### Problem description
For each statement, answer yes or no according to the passage about the mother's Alzheimer's, and quote the words from the passage that decide it. 1. The mother's illness lasted 12 years. 2. The mother's sense of humor was gone before her diagnosis. 3. The mother said "I ought to have my head examined!" while looking for her glasses.

It was indeed funny, and although Dad slumped, exhausted, I couldn’t help but laugh. There’s funny ha-ha and there’s funny-weird and then there’s something in between, you could call it funny-sad or funny-awful, and it induces the kind of quiet, helpless, rueful laughter that, in those five or so middle years of Mom’s 12-year-long illness, often replaced tears of pity or frustration for me.

 

My mother and I had often laughed together. The corniest, silliest jokes, the dumbest comic strips, the most inane TV shows, anyone or anything meant to amuse, there was Mom, ready to guffaw. And just as much as she loved to laugh, she loved to make others laugh. She had a particularly Jewish sense of humor, wry and self-deprecating, that was still present through the earliest, pre-diagnosis stages of Alzheimer’s. “I have a really good forgettery!” she’d say back then, cheerfully, knock-knocking on her head, as she tried to remember where she’d put her glasses. Or, searching for the butter dish, “I ought to have my head examined!” But now, arguing in nonsensical loops with Dad, she could no longer perceive the human comedy.

(Data items)
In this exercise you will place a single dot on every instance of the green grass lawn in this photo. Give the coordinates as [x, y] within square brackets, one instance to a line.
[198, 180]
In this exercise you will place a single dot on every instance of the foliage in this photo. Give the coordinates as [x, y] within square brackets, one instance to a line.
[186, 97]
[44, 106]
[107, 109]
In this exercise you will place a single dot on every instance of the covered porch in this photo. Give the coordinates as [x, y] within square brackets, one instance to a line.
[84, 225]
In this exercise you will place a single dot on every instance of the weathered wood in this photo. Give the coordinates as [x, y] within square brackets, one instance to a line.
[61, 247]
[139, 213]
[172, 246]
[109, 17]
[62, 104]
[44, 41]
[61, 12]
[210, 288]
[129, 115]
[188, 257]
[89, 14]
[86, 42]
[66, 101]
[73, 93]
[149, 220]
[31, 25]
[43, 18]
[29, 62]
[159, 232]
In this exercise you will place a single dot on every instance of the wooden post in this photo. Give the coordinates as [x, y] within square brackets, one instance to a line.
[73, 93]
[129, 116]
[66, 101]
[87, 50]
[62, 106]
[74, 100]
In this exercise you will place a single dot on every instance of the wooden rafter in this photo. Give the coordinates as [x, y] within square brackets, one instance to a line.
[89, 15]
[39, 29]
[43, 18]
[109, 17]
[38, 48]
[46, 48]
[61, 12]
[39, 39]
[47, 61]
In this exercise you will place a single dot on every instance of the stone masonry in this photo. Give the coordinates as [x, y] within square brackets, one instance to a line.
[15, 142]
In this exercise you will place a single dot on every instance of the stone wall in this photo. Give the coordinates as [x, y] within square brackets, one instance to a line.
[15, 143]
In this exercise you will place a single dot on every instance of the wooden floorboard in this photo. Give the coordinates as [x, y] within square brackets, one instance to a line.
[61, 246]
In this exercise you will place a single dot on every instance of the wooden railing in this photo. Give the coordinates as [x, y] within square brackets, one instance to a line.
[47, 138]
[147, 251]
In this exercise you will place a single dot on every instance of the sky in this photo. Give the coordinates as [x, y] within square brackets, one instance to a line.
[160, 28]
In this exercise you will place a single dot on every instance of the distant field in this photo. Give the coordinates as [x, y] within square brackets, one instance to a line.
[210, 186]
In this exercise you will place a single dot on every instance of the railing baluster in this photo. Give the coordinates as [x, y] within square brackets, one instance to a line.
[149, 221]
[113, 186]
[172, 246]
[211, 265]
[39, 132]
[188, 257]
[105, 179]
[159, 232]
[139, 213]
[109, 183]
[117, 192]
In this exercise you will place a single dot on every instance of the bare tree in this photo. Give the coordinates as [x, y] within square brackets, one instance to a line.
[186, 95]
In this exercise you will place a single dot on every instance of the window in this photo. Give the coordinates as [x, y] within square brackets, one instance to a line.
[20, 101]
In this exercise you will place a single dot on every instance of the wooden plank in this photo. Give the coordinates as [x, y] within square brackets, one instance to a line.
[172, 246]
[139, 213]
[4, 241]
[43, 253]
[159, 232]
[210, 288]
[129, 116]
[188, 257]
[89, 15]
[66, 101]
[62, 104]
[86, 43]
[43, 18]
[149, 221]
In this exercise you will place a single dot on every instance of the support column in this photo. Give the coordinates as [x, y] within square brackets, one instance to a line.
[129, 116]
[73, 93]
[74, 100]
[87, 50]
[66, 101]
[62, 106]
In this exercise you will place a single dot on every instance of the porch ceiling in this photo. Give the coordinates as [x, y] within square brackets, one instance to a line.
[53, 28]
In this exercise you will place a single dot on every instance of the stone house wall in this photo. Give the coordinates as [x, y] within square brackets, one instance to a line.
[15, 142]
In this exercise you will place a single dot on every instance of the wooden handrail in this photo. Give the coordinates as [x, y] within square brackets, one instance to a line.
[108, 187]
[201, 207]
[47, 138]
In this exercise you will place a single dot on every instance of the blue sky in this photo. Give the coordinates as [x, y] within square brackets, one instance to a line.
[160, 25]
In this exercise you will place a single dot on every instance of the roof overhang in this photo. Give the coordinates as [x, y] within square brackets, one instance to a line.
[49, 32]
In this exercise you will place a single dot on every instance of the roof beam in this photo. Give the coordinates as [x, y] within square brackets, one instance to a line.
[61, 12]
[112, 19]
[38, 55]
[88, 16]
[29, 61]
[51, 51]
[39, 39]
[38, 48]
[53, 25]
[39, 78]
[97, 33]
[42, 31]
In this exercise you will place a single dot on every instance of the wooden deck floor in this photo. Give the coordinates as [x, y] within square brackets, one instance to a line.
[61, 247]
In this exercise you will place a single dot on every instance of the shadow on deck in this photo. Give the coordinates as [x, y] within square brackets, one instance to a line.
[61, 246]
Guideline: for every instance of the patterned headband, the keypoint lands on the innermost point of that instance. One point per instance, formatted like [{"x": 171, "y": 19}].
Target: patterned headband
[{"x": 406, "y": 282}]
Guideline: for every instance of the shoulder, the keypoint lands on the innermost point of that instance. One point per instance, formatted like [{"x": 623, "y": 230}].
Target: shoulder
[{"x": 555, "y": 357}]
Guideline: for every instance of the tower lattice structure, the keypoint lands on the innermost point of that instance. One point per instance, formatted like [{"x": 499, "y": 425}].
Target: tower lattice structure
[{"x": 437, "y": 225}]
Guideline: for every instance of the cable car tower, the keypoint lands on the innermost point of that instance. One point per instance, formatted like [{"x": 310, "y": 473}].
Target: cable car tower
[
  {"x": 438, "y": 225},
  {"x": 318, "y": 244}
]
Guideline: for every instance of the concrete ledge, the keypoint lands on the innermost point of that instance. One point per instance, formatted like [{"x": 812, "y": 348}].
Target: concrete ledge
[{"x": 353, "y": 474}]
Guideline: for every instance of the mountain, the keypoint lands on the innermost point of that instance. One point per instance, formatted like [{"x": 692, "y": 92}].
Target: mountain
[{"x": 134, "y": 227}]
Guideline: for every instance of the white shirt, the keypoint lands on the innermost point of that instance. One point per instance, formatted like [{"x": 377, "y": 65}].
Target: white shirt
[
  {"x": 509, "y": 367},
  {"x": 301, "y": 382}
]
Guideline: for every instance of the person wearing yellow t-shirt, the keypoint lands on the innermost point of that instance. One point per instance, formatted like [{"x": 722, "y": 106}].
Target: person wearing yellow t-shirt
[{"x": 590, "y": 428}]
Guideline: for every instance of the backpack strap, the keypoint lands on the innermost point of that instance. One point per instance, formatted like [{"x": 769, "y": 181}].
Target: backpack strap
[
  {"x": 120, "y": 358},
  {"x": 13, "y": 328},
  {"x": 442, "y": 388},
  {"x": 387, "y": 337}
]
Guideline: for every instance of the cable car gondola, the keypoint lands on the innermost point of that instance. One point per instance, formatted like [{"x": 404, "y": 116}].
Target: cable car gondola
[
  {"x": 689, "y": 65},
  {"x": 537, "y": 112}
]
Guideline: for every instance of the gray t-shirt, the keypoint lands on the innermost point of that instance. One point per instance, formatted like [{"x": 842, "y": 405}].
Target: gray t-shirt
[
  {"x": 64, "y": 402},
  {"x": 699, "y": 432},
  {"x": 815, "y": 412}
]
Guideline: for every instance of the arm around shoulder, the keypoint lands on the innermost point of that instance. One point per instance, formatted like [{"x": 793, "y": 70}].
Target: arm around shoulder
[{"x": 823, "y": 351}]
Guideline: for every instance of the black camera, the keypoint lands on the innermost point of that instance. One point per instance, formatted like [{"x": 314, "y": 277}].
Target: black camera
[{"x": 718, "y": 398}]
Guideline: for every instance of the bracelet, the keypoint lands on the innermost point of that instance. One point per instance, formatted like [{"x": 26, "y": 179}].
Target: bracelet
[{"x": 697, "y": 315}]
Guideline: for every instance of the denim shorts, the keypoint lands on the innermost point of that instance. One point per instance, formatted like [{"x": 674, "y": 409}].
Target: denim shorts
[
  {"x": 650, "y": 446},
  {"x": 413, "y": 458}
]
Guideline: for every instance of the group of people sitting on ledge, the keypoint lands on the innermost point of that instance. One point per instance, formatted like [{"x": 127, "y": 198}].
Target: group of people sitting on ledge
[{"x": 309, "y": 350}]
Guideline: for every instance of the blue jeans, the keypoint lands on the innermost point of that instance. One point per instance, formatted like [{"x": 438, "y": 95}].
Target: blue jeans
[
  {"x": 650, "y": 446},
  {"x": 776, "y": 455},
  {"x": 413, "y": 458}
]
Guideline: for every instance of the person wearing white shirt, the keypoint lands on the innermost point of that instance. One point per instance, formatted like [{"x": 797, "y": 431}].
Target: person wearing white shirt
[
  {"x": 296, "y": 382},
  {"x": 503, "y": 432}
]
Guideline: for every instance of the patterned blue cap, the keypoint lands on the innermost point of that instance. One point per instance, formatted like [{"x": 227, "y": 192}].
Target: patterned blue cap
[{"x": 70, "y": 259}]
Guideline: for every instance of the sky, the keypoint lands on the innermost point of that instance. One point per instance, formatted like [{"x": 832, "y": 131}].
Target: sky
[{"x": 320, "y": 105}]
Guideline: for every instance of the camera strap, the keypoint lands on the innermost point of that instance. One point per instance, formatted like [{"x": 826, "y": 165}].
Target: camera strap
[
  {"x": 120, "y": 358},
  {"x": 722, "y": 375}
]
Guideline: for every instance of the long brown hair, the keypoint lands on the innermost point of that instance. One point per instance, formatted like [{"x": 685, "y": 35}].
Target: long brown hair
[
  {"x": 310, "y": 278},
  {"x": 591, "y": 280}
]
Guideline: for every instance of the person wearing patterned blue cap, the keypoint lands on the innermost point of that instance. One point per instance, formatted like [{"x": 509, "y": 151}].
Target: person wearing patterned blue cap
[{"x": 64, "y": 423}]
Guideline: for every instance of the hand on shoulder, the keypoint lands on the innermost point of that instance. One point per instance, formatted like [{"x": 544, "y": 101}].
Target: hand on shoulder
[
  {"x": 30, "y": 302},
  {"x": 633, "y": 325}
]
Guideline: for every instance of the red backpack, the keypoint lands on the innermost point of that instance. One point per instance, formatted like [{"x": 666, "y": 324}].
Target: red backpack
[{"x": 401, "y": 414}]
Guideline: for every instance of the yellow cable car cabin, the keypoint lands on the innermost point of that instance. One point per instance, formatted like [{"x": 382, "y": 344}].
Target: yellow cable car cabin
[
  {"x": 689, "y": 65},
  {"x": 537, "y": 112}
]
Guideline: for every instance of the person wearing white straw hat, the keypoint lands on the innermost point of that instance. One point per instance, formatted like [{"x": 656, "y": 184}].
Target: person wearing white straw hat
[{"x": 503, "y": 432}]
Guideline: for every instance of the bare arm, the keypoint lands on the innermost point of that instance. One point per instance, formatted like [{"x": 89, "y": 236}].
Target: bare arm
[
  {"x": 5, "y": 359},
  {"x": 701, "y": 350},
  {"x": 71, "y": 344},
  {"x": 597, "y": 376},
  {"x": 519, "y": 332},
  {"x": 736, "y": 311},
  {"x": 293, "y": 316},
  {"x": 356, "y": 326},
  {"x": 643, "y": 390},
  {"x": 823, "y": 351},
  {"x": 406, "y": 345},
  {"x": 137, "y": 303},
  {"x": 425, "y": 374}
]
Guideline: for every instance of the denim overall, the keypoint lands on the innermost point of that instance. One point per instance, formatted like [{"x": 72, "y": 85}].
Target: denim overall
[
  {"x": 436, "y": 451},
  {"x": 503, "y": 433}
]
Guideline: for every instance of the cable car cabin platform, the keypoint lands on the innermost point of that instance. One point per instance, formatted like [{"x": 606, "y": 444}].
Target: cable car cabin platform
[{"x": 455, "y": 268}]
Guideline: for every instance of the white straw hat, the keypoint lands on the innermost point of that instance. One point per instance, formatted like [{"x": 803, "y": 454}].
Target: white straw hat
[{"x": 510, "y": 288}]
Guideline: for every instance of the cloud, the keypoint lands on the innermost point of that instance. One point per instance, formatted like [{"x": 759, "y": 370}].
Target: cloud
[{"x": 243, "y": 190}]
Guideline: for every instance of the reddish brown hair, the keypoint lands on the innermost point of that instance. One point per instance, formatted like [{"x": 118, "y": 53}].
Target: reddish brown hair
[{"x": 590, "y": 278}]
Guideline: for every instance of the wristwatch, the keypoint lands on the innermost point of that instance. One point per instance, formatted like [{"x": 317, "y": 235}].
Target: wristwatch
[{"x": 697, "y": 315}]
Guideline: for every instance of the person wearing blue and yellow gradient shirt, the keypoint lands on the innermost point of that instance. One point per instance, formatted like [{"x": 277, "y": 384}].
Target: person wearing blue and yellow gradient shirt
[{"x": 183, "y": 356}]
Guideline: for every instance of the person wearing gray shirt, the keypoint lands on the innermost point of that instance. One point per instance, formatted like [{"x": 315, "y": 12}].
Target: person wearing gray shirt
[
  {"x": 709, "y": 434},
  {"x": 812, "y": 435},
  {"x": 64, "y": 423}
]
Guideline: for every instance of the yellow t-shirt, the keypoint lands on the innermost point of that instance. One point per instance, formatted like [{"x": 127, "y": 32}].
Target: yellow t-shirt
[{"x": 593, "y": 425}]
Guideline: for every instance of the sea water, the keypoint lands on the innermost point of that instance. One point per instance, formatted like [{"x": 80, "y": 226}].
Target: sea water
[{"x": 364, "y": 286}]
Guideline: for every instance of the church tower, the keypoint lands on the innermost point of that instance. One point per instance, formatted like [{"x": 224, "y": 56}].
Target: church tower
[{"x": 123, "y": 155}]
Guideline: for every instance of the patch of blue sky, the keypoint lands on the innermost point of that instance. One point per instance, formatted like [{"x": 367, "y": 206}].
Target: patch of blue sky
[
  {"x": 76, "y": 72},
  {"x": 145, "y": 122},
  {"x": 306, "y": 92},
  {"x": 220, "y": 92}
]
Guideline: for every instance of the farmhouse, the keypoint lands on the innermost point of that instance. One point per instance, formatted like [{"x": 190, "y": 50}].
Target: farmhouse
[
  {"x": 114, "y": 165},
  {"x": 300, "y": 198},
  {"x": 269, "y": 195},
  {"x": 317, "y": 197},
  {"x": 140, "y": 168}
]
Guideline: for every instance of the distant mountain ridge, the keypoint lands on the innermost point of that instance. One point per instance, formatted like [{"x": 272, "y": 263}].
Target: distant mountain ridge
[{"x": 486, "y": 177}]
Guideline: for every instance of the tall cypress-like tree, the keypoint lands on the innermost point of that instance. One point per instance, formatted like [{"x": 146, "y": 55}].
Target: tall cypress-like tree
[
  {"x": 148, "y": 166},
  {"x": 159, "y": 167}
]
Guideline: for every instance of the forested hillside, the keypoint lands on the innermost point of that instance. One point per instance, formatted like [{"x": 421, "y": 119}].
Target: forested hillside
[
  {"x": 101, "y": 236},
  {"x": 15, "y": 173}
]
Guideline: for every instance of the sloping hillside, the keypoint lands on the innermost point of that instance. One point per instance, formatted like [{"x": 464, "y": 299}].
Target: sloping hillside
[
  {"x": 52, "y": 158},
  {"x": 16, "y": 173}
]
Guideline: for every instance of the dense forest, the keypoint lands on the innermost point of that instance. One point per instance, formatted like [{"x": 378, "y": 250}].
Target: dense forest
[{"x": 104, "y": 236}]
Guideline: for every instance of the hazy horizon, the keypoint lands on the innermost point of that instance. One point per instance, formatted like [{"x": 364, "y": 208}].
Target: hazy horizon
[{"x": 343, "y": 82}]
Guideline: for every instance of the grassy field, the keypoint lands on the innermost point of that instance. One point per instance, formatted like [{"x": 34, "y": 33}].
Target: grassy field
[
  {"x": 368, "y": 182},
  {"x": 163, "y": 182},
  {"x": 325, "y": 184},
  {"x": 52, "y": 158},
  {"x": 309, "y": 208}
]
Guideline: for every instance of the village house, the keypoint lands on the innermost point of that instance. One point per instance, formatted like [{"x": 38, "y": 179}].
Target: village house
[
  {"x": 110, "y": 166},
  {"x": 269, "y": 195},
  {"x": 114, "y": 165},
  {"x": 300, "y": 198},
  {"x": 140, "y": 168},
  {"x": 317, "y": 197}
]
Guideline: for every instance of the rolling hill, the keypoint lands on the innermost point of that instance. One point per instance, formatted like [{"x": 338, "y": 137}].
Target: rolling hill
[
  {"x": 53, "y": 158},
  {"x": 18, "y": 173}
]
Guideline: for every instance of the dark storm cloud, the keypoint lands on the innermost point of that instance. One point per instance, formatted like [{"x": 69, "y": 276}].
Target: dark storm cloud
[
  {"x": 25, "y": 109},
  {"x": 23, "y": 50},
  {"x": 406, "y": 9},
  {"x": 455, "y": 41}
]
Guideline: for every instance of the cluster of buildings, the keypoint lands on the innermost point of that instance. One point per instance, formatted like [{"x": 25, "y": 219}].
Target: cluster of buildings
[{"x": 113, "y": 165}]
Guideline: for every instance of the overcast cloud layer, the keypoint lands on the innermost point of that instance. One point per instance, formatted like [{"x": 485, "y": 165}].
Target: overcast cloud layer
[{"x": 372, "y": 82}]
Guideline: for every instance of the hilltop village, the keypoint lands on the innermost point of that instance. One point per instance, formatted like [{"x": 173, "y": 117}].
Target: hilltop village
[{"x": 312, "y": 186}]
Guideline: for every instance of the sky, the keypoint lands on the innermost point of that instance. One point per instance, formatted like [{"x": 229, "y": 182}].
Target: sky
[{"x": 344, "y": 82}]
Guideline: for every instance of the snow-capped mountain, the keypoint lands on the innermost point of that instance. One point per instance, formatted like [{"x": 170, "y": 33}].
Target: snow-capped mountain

### Exercise result
1. Yes: "Mom’s 12-year-long illness"
2. No: "that was still present through the earliest, pre-diagnosis stages of Alzheimer’s"
3. No: "Or, searching for the butter dish, “I ought to have my head examined!”"